◆ **GIVEN EXERCISE**: Turn the rows below, from the line containing "Note: for every instance of the baseball cap" through the line containing "Query: baseball cap on spectator", both included, into a JSON list of strings with one string per line and no blank lines.

◆ **THE DATA**:
----------------

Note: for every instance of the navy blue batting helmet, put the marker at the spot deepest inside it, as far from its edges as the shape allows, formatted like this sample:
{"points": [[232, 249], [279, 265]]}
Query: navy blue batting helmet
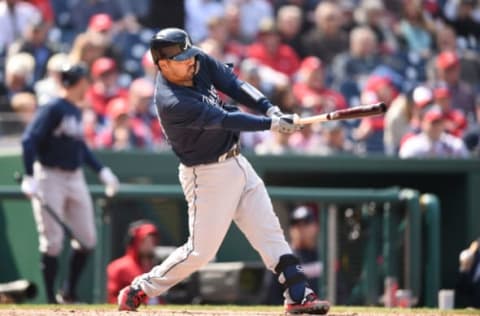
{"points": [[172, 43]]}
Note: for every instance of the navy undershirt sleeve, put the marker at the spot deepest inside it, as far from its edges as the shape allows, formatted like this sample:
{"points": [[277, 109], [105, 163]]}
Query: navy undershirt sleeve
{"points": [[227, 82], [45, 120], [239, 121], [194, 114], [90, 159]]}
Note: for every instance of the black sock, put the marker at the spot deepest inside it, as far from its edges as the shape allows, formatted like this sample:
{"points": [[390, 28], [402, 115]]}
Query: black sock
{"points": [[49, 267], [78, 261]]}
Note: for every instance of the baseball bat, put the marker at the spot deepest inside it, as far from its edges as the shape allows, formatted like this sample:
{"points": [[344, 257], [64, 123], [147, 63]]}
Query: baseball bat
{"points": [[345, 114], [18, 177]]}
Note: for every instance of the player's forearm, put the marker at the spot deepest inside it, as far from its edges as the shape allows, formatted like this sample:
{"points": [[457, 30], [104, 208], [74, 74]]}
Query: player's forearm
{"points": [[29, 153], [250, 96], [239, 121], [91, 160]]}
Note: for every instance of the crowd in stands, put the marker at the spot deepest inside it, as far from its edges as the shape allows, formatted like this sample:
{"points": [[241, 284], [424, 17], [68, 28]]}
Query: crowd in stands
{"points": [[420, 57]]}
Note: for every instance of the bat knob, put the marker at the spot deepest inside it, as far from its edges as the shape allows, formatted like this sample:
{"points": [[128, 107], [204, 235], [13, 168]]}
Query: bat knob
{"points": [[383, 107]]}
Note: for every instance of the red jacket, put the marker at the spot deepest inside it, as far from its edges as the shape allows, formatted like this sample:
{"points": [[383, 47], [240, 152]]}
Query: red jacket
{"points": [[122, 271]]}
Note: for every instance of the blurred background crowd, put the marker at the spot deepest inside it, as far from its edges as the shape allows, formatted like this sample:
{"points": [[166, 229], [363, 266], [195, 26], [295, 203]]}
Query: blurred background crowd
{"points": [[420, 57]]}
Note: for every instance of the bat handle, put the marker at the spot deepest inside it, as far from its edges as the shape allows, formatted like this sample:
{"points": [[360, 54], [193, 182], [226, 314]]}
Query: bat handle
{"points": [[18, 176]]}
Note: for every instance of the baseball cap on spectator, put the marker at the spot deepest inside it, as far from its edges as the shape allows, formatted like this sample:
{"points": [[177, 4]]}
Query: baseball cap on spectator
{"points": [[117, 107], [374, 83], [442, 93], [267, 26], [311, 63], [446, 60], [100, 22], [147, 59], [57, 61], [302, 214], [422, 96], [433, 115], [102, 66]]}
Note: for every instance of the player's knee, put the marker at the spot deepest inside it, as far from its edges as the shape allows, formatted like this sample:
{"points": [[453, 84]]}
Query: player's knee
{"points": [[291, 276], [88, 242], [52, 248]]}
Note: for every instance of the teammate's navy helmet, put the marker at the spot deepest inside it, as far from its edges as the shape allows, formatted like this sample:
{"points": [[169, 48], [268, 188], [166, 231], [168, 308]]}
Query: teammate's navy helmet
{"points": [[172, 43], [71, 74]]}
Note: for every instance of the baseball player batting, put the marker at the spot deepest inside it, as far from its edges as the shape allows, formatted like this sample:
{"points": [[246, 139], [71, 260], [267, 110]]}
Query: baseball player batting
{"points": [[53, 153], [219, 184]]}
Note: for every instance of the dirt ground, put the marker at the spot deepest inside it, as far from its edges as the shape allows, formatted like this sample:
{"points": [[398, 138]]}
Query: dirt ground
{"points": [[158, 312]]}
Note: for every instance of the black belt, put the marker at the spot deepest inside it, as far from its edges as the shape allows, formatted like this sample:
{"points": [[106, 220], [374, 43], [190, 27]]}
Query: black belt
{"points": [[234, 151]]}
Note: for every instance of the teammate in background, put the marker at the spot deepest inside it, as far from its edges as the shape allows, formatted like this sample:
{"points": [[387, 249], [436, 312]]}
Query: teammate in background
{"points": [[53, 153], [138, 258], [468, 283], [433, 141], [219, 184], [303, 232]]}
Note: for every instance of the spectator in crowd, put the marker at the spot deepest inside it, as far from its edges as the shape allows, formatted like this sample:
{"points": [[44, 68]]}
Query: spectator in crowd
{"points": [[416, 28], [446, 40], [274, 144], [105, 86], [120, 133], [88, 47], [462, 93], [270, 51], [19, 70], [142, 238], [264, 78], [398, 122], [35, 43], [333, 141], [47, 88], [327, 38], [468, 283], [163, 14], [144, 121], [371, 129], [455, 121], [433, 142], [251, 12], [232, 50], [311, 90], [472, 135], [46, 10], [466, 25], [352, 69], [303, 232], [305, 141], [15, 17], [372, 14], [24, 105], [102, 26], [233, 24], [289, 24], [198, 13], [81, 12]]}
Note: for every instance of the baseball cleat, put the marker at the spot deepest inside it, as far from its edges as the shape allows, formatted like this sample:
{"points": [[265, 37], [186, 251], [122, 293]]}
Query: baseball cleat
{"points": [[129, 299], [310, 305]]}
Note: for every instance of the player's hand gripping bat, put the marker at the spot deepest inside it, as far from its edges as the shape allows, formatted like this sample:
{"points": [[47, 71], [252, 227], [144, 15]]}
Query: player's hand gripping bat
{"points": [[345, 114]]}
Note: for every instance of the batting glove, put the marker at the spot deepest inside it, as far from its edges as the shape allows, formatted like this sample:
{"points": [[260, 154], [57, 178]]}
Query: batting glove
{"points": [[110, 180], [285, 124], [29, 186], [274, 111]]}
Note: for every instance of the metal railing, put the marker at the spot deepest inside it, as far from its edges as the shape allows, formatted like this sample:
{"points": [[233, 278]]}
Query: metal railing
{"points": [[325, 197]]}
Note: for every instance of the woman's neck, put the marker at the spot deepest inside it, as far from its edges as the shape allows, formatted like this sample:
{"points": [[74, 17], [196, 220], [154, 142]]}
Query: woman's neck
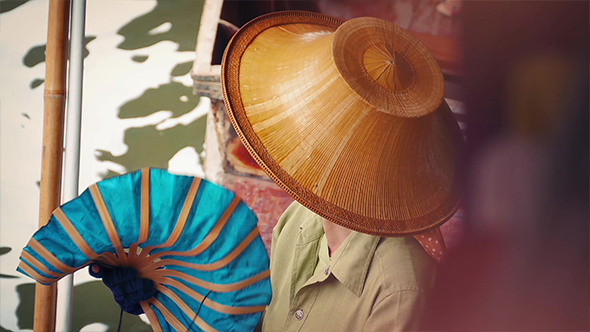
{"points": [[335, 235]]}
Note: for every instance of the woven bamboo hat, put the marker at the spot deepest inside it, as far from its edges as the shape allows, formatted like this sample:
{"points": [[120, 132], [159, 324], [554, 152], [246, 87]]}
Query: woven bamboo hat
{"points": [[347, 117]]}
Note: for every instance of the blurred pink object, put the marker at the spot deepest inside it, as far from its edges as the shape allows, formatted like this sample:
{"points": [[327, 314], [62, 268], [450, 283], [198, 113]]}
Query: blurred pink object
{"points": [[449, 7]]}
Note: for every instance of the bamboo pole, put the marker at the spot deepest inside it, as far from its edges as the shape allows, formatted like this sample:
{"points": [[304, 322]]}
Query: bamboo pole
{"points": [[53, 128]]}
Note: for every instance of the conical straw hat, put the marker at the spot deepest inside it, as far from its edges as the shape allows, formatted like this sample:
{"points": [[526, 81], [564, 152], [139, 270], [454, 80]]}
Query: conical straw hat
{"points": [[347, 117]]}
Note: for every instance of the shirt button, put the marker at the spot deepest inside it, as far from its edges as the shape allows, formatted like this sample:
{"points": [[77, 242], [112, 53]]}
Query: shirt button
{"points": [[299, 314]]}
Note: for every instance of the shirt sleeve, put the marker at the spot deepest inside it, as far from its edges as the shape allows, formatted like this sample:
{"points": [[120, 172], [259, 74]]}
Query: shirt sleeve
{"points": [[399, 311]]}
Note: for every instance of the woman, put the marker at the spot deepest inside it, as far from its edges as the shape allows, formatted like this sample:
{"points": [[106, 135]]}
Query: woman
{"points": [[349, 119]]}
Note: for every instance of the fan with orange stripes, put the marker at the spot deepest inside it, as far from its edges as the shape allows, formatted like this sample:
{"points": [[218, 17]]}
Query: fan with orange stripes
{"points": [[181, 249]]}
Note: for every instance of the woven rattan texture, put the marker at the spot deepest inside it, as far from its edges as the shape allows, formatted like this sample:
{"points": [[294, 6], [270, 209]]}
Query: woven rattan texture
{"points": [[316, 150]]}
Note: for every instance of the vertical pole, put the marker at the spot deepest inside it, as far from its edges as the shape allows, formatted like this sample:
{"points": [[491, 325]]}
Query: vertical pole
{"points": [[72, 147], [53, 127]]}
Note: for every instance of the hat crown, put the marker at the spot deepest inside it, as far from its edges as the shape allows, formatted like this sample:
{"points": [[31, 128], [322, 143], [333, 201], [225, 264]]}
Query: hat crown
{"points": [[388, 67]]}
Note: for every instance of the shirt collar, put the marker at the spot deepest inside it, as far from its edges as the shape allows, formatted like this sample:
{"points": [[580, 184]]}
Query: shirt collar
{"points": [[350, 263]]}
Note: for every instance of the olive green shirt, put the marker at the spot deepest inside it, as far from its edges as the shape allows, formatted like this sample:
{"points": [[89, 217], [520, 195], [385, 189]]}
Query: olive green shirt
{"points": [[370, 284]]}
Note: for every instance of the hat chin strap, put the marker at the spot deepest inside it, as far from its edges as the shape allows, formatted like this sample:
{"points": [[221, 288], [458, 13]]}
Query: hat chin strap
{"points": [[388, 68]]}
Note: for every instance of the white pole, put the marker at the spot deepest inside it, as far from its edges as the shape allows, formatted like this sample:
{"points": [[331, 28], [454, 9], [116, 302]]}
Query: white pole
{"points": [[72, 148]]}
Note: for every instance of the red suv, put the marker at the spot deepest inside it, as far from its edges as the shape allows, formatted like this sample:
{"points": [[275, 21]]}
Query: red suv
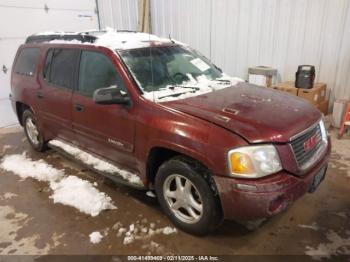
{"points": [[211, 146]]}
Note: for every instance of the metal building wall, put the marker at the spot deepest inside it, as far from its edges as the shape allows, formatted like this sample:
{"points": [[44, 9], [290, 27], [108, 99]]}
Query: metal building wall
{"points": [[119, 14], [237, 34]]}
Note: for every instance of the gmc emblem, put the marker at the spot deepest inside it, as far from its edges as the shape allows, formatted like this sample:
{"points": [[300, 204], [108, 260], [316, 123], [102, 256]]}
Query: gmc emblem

----------------

◆ **CORRECT RESPONSE**:
[
  "Note: for every instance of the baseball cap on spectator, put the marker at the spot deepest inside it, as far from its edges as the shape allows, formatted like this sample:",
  "{\"points\": [[177, 4]]}",
  "Query: baseball cap on spectator"
]